▸ AIM
Answer these questions from the interview transcript:
(a) Which two ships does Camerota name when she raises the crashes?
(b) How long ago, according to Thornberry, did the accountability office warn about the Pacific Fleet?
(c) What does Camerota say is taking place this afternoon?
--- start of EXCERPT TO READ ---
THORNBERRY: Oh, I'd probably use those adjectives and more but I wouldn't put Democrats on it because the truth is there is bipartisan responsibility for the cuts in the Defense budget and for not -- for not giving the military planners the stability and certainty that they need to do the job we expect them to do.

And so, we cut their budget but we say you've still got to defend us from North Korea, you've still got to protect us from terrorism, you still have to patrol the South China Sea and the Russian -- and watch the Russian exercises, et cetera.

We expect no less of them and yet funding has been going down. Airplanes and ships have been aging. They have not been getting the training they need and that's just wrong.

CAMEROTA: So, Congressman, let's talk about those catastrophic crashes that we saw with the USS John McCain and the Fitzgerald. What do you think went wrong?

THORNBERRY: I don't know the specifics. What I do know is that two years ago the general (sic) accountability office warned that we were asking too much of our Pacific Fleet.

Just as I was describing, the threats are not going down, these ships are staying at sea longer. The crew is not -- crews are not getting the training they need. So they are being stretched thinner and thinner and GAO warned that we were on a bad path.

So we'll look at the specific cause of each of these accidents but I think some of the responsibility comes back to this dysfunctional budget process that both parties share responsibility for.

CAMEROTA: So you have this hearing this afternoon. What can Congress do about this?
--- end of EXCERPT TO READ ---
--- start of STORED DATA ---
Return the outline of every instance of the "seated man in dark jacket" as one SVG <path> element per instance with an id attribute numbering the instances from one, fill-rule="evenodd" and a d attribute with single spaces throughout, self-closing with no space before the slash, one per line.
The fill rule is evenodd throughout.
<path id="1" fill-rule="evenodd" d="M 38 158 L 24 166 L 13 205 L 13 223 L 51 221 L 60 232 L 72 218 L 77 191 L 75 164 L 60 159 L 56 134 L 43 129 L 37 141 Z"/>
--- end of STORED DATA ---
▸ TASK SOLUTION
(a) The USS John McCain and the Fitzgerald.
(b) Two years ago.
(c) A hearing.